### Compito breve 1
Elenca i popoli che il testo sui Variaghi nomina espressamente nella frase che termina con "geograficamente".
### Compito breve 2
Secondo il testo sui Variaghi, perché le bande che scendevano a sud per commerciare il bottino viaggiavano in tutta fretta? Rispondi in una o due frasi.
### Compito breve 3
Trascrivi dal testo sui Variaghi il tratto che va da "Quando le razzie" fino a "mi spiego meglio.".

### Testo scelto
Ho una teoria a riguardo che, a brevi linee, è questa: Slavi, Finni, Balti, Variaghi, Cazari e altri popoli nomadi della steppa meridionale vissero per qualche tempo separati culturalmente, anche se più o meno vicini (!!) geograficamente. Ad un bel momento però i Variaghi (o Vichinghi dell’est), intorno al VIII secolo d.C., cominciarono a visitare le coste del Baltico orientale sempre più massicciamente, organizzati in bande di coetanei legati da un patto di ferro (da cui il loro nome di Variaghi o Väringar) ad un capo e principalmente giovani di origini svedesi, provenienti dalle coste orientali danesi o addirittura dalla vicina Isola di Gotland. Queste bande razziavano i villaggi, slavi o balto-finnici che fossero senza differenza, generalmente all’inizio della bella stagione, sicuramente cercando di imitare i più fortunati congeneri che si muovevano dalle coste norvegesi e danesi occidentali verso le coste del Mare del Nord.

 

Quando le razzie erano fruttuose, alcune bande si dirigevano al sud per commerciare il bottino raccolto, di solito schiavi e pellicce, ma sempre in tutta fretta per fare in tempo a ritornare agli inizi della stagione cattiva in patria e prima di cadere in qualche agguato lungo il cammino di altri predoni come loro.

è però sbagliato pensare che i Variaghi avessero lo stesso peso storico degli Slavi o dei Balti nello svolgersi degli avvenimenti, perché, se così credessimo, non metteremmo in giusto risalto il reale ruolo di ciascuno. E mi spiego meglio.

### Dati raccolti
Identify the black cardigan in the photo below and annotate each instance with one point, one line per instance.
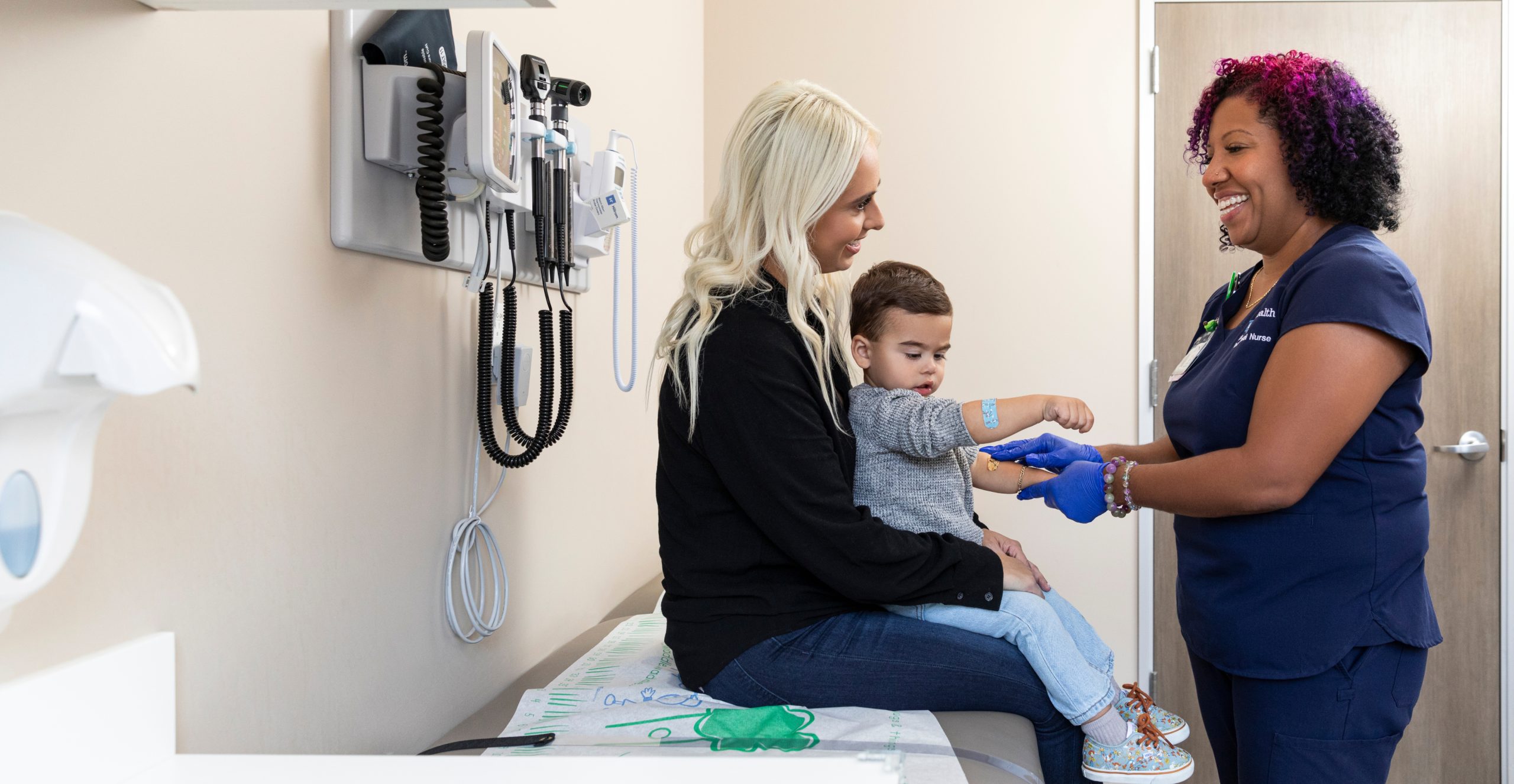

### Risposta 1
Slavi, Finni, Balti, Variaghi, Cazari.

### Risposta 2
Volevano fare in tempo a rientrare in patria agli inizi della stagione cattiva. Volevano anche evitare di cadere lungo il cammino in qualche agguato di altri predoni come loro.

### Risposta 3
Quando le razzie erano fruttuose, alcune bande si dirigevano al sud per commerciare il bottino raccolto, di solito schiavi e pellicce, ma sempre in tutta fretta per fare in tempo a ritornare agli inizi della stagione cattiva in patria e prima di cadere in qualche agguato lungo il cammino di altri predoni come loro.

è però sbagliato pensare che i Variaghi avessero lo stesso peso storico degli Slavi o dei Balti nello svolgersi degli avvenimenti, perché, se così credessimo, non metteremmo in giusto risalto il reale ruolo di ciascuno. E mi spiego meglio.